#### Exercise prompt:
Restate the whole of the material. Keep every word, and drop the pictures.

(Image object location entries)
-------
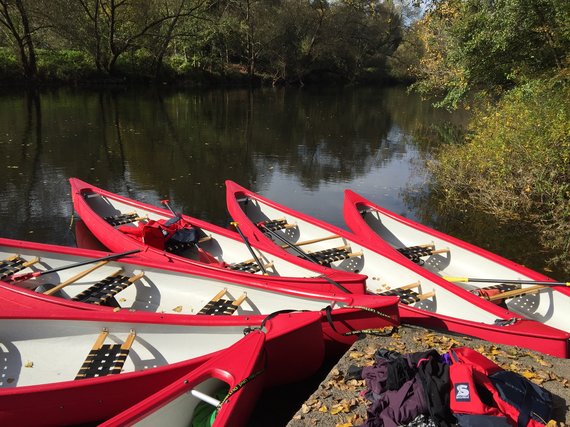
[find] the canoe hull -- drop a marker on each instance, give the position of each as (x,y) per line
(389,231)
(89,202)
(175,405)
(96,399)
(158,282)
(528,334)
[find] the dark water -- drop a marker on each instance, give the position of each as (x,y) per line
(301,148)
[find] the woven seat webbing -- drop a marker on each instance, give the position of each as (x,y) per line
(327,256)
(407,296)
(178,246)
(101,292)
(247,267)
(222,307)
(415,252)
(274,224)
(105,359)
(503,287)
(109,359)
(11,266)
(121,219)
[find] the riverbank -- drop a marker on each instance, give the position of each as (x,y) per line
(338,402)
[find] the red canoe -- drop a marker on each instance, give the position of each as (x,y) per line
(123,224)
(424,299)
(64,367)
(521,290)
(92,280)
(202,393)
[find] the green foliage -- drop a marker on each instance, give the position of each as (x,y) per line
(516,161)
(64,65)
(9,65)
(478,44)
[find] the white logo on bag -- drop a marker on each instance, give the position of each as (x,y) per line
(462,392)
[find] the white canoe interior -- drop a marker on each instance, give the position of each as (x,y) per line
(130,286)
(42,351)
(224,249)
(447,259)
(179,411)
(384,275)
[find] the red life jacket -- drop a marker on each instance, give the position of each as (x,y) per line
(482,393)
(153,233)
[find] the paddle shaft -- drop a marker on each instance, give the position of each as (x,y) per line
(207,256)
(515,281)
(291,245)
(253,254)
(77,264)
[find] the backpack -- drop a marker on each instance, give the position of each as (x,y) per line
(483,393)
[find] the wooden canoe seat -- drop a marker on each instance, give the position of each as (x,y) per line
(121,219)
(249,266)
(219,306)
(487,291)
(415,253)
(105,359)
(14,264)
(407,295)
(517,292)
(176,247)
(275,224)
(328,256)
(103,292)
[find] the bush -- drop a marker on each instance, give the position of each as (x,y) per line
(64,65)
(9,66)
(515,162)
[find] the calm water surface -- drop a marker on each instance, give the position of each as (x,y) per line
(301,148)
(298,147)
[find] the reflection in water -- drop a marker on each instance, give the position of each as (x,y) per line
(299,147)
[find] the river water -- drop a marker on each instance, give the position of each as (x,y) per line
(299,147)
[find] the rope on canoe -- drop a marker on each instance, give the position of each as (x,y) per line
(247,267)
(377,332)
(239,385)
(415,253)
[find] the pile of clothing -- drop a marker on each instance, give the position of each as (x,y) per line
(461,387)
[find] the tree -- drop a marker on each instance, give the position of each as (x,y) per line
(15,16)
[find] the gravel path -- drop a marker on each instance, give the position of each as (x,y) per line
(337,403)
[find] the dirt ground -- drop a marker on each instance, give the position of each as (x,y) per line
(337,402)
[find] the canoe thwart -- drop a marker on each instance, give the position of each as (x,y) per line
(125,218)
(103,292)
(407,295)
(488,291)
(14,264)
(275,224)
(415,253)
(219,306)
(105,359)
(516,292)
(75,278)
(249,266)
(328,256)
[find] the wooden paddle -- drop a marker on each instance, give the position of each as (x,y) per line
(205,256)
(516,281)
(253,254)
(75,278)
(26,276)
(293,246)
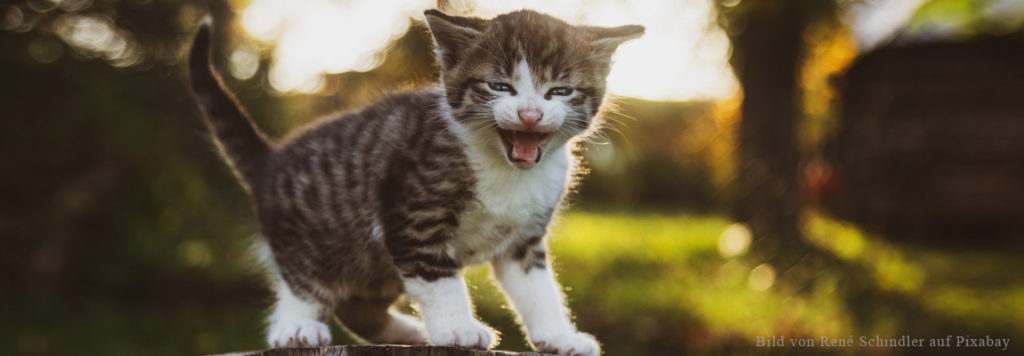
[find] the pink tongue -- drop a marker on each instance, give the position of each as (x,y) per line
(524,145)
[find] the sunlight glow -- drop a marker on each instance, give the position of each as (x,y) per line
(683,55)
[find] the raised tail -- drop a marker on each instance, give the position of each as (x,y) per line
(243,145)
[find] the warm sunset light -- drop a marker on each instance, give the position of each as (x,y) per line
(683,55)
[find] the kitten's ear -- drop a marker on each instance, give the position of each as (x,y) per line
(452,34)
(607,39)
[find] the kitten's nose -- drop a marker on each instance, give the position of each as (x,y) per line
(529,117)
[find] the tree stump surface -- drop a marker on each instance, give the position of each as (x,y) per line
(381,350)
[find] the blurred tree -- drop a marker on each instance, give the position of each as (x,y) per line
(768,50)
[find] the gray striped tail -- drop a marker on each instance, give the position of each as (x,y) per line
(243,145)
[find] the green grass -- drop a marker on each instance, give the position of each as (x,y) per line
(644,283)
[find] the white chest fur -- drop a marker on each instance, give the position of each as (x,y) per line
(509,202)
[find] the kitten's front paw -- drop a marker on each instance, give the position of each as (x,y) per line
(570,344)
(297,334)
(468,335)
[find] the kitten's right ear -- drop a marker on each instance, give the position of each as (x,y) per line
(452,34)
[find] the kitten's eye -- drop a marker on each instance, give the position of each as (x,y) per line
(559,92)
(500,87)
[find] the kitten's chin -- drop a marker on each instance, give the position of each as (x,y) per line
(523,148)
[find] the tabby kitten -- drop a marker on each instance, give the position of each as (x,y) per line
(398,196)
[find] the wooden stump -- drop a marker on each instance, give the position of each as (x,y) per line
(381,350)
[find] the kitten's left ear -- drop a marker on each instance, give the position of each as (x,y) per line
(452,34)
(607,39)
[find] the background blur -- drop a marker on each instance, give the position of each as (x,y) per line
(798,168)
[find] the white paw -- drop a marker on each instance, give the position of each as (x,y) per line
(297,334)
(402,329)
(468,335)
(569,344)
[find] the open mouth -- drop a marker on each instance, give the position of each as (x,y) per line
(523,148)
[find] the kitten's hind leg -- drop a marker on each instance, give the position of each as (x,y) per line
(375,320)
(296,321)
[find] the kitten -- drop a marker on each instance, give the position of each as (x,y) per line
(398,196)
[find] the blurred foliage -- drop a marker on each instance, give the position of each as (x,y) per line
(124,233)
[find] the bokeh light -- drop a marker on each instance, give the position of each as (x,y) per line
(682,56)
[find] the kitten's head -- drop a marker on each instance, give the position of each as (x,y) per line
(523,82)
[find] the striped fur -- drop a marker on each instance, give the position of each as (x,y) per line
(400,195)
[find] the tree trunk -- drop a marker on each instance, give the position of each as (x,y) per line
(767,41)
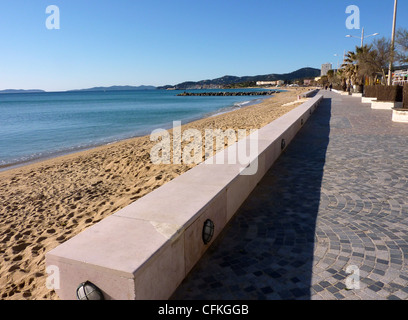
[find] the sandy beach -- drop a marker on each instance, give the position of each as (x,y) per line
(46,203)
-------
#### Exercise response:
[find] the canoe hull -- drop a marker on each instance, give the position of each as (x,y) per line
(389,231)
(89,202)
(175,405)
(96,399)
(158,282)
(528,334)
[find] the dark water -- drop a marker on each instance, give the position of each as (x,y) per line
(301,148)
[find] the woven seat webbing -- drop a marker on each instance, give the position of each as (x,y) per line
(327,256)
(407,296)
(178,246)
(101,292)
(247,267)
(222,307)
(415,252)
(274,224)
(105,359)
(503,287)
(109,359)
(11,266)
(121,219)
[find] the riverbank -- drop a marker on each instance, give the position of each as (x,y) per line
(338,402)
[find] the red canoe -- drop a marker on each instance, give the position of each as (x,y) per line
(123,224)
(424,299)
(64,367)
(521,290)
(92,280)
(202,393)
[find] the green foliage -- drop a marker on each instance, give the position of each as (x,y) per line
(516,161)
(64,65)
(9,65)
(478,44)
[find] the white logo on bag -- drop a marker on each instance, give the position of each as (x,y) per line
(462,392)
[find] the white canoe interior -- drop a marker on each instance, give the position of each as (x,y) per line
(130,286)
(42,351)
(224,249)
(447,259)
(179,411)
(384,275)
[find] the red life jacket -- drop a marker on each instance, give the position of each as (x,y) per line
(482,393)
(153,233)
[find] the paddle shaft -- drop a marker on each instance, give the position of each as (x,y) per line
(207,256)
(515,281)
(291,245)
(253,254)
(77,264)
[find] the backpack -- drop a marker on each instance, give the position of each as (x,y) per line
(483,393)
[find] the wooden canoe seat -- drop a marker on each instance, give the position of each as (x,y) per line
(121,219)
(249,266)
(219,306)
(487,291)
(415,253)
(105,359)
(14,264)
(407,295)
(517,292)
(176,247)
(275,224)
(328,256)
(103,292)
[find] the bush -- drop a marker on each instance, give the position of each as (x,y) per line
(64,65)
(9,66)
(515,162)
[find] the calm water surface -- drop a marker on each instance, give the position of each as (x,y) per line
(301,148)
(298,147)
[find] the reflection in water -- drop a marker on each instance, give the position of each as (x,y) per line
(299,147)
[find] the river water -- drop a marker on each instance, give the position of each as (x,y) per line
(299,147)
[find] the rope on canoe -- drop a marker on each instance, give the position of each as (x,y) per line
(247,267)
(377,332)
(239,385)
(415,253)
[find] the pile of clothing -- drop a marker on each instance, give the position of each as (x,y) per line
(461,387)
[find] the tree -- drop a marker on each instance, give the position of each as (x,y) per line
(15,16)
[find] the gravel path -- drop a marker on each instance, give the position of each as (x,y) per line
(337,403)
[find] the dirt ground -- drop a marker on each instance, give the position of each as (x,y) per line
(337,402)
[find] the canoe thwart -- drop a marker on each instance, give the position of each as (x,y) per line
(125,218)
(103,292)
(407,295)
(488,291)
(14,264)
(275,224)
(415,253)
(219,306)
(105,359)
(516,292)
(75,278)
(249,266)
(328,256)
[find] the wooden paddle -- drop a marker on each instance, give the position of each as (x,y) per line
(205,256)
(516,281)
(253,254)
(75,278)
(26,276)
(293,246)
[find] the pink tongue -- drop a marker on each instance, give the position of each as (x,y) per line
(524,145)
[find] the sunlight glow -- drop a marker on each instance, give the position of each as (x,y) per line
(683,55)
[find] the raised tail -- drop a marker on each instance, give the position of each as (x,y) per line
(243,145)
[find] the warm sunset light -- drop a marker on each instance, give the position of each as (x,y) per line
(683,55)
[find] the kitten's ear -- drop a marker on each instance, give the position of each as (x,y) per line
(452,34)
(607,39)
[find] the kitten's nose -- drop a marker on each instance, give the position of each as (x,y) per line
(529,117)
[find] the tree stump surface -- drop a marker on each instance, give the position of each as (x,y) per line
(381,350)
[find] the blurred tree -- drop a marker on each instance, give the position of each as (x,y) per line
(768,50)
[find] the gray striped tail -- drop a marker on each instance, give the position of each as (x,y) per line
(243,145)
[find] the green grass -- drop a marker on each instance, give the position of each as (x,y) per line
(644,283)
[find] the white chest fur -- drop a marker on each instance, give the position of each as (x,y) per line
(509,202)
[find] the kitten's front paw -- drop a marker on each instance, give the position of each as (x,y) per line
(570,344)
(297,334)
(468,335)
[find] the kitten's right ear -- drop a marker on each instance, give the position of each as (x,y) per line
(452,34)
[find] the kitten's eye -- drop a marker on each instance, give the position of each as (x,y) per line
(559,92)
(500,87)
[find] the kitten's chin -- drop a marker on each instance, give the position of each as (x,y) per line
(523,148)
[find] the tabby kitten -- drop a marker on each instance, give the position of each as (x,y) per line
(398,196)
[find] the wooden stump -- drop a marker on each instance, give the position of each as (x,y) per line
(381,350)
[find] the kitten's left ear -- drop a marker on each instance, give the position of each as (x,y) per line
(452,34)
(607,39)
[find] the background blur -- drop a marker on each instance, give the position of each as (x,y) per line
(798,168)
[find] the white paw -- drop a marker on each instance, give the position of each as (x,y) per line
(297,334)
(402,329)
(468,335)
(569,344)
[find] the open mouth -- drop a marker on each instance, give the position of each as (x,y) per line
(523,148)
[find] the kitten's hind leg -- drop a marker on each instance, give the position of each as (x,y) per line
(375,320)
(296,321)
[find] the kitten -- drop a marker on each instance, give the position of each as (x,y) per line
(398,196)
[find] the blurred foliage -- drop a marker on each instance, give the position of each as (x,y) per line
(124,233)
[find] the bokeh light -- drop a marker on each instance, give the position of each as (x,y) per line
(682,56)
[find] the kitten's head -- drop a marker on each instance, give the position of each as (x,y) per line
(523,82)
[find] the striped fur -- drop a marker on each instance, give the position of each as (x,y) per line
(400,195)
[find] the tree trunk -- drop a marker on each instance, give the position of each as (x,y) per line
(767,41)
[find] the sandy beach -- drop a marker on each instance, give the position of each as (x,y) per line
(46,203)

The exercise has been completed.